- **Task requirements**:
Would you please return every line from the listing that contains the word "blue"?

- **Exercise material**:
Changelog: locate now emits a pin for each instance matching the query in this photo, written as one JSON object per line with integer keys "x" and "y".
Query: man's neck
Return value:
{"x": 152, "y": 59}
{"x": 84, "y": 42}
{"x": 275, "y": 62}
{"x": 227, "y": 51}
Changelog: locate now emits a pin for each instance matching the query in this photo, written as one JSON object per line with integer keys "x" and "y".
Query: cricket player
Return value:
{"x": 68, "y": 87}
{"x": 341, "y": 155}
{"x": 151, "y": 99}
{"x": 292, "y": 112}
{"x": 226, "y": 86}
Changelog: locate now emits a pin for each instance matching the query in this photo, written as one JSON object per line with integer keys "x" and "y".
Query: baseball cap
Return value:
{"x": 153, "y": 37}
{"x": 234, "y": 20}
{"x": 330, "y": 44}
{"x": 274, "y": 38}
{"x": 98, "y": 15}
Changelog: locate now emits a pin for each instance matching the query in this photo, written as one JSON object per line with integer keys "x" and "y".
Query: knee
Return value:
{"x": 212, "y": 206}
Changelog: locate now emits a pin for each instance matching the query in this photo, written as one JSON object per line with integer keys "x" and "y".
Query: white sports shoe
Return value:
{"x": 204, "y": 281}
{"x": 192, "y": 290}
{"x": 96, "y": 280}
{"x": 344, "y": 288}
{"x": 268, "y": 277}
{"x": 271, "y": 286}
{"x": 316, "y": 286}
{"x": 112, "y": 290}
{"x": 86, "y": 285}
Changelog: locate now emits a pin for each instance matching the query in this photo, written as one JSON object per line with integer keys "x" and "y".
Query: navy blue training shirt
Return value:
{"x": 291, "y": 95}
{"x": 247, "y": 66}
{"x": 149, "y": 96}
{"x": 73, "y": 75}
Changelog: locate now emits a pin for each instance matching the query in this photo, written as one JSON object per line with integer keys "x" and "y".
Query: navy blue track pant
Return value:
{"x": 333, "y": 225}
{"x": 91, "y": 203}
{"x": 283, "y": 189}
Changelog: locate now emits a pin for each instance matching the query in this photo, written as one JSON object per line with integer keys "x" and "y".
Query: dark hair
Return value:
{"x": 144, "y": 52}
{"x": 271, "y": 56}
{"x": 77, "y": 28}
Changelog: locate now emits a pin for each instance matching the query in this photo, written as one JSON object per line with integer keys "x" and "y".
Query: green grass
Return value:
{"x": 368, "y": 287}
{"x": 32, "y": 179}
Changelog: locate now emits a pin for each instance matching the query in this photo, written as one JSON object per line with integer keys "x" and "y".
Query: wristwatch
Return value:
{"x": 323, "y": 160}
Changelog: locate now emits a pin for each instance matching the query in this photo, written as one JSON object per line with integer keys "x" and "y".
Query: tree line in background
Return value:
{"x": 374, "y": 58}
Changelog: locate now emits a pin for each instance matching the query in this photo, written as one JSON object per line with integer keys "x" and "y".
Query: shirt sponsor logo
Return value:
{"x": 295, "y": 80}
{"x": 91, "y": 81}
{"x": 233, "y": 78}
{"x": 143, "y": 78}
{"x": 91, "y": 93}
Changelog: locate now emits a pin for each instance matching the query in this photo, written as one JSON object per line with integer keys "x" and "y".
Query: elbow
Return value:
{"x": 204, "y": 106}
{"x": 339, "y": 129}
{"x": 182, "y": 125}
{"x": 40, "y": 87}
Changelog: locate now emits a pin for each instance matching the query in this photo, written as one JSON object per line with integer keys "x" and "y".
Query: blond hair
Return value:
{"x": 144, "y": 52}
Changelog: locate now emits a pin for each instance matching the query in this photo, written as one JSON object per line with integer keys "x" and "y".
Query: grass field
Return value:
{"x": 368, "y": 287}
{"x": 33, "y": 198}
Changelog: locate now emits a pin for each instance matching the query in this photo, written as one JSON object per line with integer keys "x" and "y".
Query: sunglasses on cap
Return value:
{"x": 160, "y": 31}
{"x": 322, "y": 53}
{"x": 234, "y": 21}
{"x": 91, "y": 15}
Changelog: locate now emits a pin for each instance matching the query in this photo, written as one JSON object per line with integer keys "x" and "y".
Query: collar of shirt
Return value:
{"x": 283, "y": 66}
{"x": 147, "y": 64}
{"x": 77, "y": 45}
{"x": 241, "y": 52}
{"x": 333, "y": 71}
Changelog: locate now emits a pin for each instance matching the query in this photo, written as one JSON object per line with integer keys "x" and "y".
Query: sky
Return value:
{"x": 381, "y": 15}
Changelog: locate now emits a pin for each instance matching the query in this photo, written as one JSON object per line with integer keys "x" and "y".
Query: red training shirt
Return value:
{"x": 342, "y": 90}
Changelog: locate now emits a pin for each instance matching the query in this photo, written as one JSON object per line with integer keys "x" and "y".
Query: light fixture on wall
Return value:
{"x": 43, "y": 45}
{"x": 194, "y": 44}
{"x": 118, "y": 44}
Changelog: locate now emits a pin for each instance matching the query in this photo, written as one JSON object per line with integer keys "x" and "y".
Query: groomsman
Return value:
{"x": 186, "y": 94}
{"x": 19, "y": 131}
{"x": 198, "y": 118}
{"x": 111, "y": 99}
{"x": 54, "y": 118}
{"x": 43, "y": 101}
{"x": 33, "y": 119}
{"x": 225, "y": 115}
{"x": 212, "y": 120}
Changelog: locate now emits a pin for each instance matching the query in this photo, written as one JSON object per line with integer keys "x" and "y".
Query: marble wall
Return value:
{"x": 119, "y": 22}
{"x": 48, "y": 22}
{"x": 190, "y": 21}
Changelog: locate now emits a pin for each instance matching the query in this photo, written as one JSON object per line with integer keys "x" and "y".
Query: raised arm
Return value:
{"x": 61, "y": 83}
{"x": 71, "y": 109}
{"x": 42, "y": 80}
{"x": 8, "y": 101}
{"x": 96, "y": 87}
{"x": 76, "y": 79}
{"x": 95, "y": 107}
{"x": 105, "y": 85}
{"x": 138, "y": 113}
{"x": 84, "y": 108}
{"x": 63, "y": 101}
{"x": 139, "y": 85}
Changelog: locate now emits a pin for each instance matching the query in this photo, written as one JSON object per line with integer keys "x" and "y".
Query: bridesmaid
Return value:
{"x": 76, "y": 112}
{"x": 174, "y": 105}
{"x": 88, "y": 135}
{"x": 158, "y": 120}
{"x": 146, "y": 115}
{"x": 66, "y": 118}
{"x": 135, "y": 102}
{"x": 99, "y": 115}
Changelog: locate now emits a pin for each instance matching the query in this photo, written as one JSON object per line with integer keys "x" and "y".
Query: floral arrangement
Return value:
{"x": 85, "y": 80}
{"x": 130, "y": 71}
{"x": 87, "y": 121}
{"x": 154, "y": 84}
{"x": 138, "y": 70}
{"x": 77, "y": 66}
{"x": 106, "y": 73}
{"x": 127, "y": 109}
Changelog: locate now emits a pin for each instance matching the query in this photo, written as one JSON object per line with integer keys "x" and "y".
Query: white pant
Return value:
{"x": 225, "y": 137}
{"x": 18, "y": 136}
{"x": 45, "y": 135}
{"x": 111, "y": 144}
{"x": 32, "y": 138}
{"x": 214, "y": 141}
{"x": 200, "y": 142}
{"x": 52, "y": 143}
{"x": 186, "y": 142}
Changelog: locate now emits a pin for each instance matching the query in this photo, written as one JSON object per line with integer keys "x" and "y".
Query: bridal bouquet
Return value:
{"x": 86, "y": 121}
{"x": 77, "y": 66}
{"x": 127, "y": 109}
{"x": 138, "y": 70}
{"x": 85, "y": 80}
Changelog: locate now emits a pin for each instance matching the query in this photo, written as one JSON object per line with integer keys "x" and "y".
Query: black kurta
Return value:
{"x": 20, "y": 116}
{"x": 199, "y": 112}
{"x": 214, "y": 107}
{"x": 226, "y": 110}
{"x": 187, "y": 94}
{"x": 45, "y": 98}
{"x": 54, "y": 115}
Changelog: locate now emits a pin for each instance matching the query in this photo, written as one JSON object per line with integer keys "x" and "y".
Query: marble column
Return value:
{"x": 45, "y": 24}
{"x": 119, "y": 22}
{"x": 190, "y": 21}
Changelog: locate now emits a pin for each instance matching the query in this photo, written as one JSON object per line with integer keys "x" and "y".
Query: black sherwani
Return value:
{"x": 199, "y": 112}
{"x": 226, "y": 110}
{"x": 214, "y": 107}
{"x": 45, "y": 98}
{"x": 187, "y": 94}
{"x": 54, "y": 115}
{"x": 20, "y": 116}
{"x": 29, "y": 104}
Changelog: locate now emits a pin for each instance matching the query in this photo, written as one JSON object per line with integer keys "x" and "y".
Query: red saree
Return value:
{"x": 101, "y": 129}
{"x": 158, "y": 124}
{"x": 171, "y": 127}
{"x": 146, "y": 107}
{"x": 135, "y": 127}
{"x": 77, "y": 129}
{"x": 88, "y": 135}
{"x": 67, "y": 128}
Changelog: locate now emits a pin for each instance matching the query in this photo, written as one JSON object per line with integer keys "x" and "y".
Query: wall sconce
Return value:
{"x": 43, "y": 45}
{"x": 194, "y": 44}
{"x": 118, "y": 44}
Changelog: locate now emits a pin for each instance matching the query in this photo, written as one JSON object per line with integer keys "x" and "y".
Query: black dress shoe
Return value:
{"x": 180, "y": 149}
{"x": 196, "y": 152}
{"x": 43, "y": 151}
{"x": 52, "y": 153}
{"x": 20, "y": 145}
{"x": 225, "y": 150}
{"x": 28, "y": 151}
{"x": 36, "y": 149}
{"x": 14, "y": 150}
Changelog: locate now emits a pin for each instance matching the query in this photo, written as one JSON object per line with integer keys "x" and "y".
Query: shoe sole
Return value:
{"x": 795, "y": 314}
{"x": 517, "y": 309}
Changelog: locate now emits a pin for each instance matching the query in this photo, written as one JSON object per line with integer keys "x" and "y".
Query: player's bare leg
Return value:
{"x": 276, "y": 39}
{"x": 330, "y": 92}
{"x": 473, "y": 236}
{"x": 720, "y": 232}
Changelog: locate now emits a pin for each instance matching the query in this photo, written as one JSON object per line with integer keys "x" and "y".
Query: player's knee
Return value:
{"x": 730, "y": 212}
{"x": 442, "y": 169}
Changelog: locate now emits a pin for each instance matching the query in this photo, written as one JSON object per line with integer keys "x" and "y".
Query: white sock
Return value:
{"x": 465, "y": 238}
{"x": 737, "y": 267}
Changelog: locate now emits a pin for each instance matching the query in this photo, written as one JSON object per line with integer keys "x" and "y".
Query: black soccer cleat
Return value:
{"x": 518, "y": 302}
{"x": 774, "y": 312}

- **Your solution**:
Query: navy blue training shirt
Query: navy blue track pant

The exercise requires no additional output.